EXERCISE: Could you output the entire listing without altering anything?

-- Opening Marker --

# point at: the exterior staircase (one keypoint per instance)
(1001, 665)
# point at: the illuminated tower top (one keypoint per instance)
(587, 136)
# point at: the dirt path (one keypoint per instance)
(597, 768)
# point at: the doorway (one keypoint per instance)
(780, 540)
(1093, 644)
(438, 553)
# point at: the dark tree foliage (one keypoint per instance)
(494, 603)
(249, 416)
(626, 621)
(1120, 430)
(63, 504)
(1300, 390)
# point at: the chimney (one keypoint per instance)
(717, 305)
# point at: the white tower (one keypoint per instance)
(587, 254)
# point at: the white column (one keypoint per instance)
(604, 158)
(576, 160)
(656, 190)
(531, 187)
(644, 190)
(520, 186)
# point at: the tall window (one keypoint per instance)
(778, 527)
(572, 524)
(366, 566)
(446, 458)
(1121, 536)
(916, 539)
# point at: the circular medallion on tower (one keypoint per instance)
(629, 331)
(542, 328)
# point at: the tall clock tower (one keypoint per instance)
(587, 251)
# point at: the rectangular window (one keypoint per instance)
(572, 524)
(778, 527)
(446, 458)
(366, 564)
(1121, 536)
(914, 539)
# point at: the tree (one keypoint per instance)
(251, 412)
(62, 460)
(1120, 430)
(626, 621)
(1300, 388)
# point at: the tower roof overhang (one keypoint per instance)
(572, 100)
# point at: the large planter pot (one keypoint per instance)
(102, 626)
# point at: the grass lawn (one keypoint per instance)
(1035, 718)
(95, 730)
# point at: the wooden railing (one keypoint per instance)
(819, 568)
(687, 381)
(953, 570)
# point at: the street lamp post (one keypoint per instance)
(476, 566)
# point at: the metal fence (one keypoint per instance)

-- Closing Marker --

RESPONSE AREA:
# point at: the exterior staircase (one keypoint per instance)
(1001, 665)
# point at: the illuminated tower top (one keypoint per instance)
(587, 136)
# point at: the dirt path (one keypoint per instance)
(597, 768)
# point at: the doorway (one keypoint per instance)
(780, 540)
(1093, 644)
(438, 553)
# point at: the dark tree foliage (one keypoint per instance)
(494, 603)
(249, 416)
(626, 621)
(1120, 430)
(63, 504)
(1300, 390)
# point at: the chimney (one keypoint per instance)
(717, 305)
# point at: the white tower (one keypoint per instance)
(587, 254)
# point at: the white column (one keypoint per instance)
(604, 158)
(576, 160)
(656, 190)
(531, 187)
(644, 190)
(520, 186)
# point at: the tall window (one keypoint per instance)
(778, 527)
(572, 524)
(366, 566)
(446, 458)
(1121, 536)
(916, 539)
# point at: the circular medallion on tower (one keypoint per instance)
(629, 331)
(542, 328)
# point at: the tall clock tower (one keypoint per instance)
(587, 251)
# point at: the rectangular window (one keypoint per instance)
(572, 524)
(778, 527)
(446, 458)
(366, 564)
(1121, 536)
(914, 539)
# point at: the tree (one keypoint per instance)
(251, 412)
(62, 460)
(1120, 430)
(626, 621)
(1300, 388)
# point at: the tower roof overhang (one keypoint per instance)
(572, 100)
# point at: the large planter pot (one keypoint per instance)
(102, 626)
# point at: the grass lawn (one keypoint per instance)
(1035, 718)
(95, 730)
# point at: the wooden railing (one keypoint per instance)
(819, 568)
(687, 381)
(953, 570)
# point at: the street lamp post (one keypoint per instance)
(476, 566)
# point at: the metal fence (one keypoint per instance)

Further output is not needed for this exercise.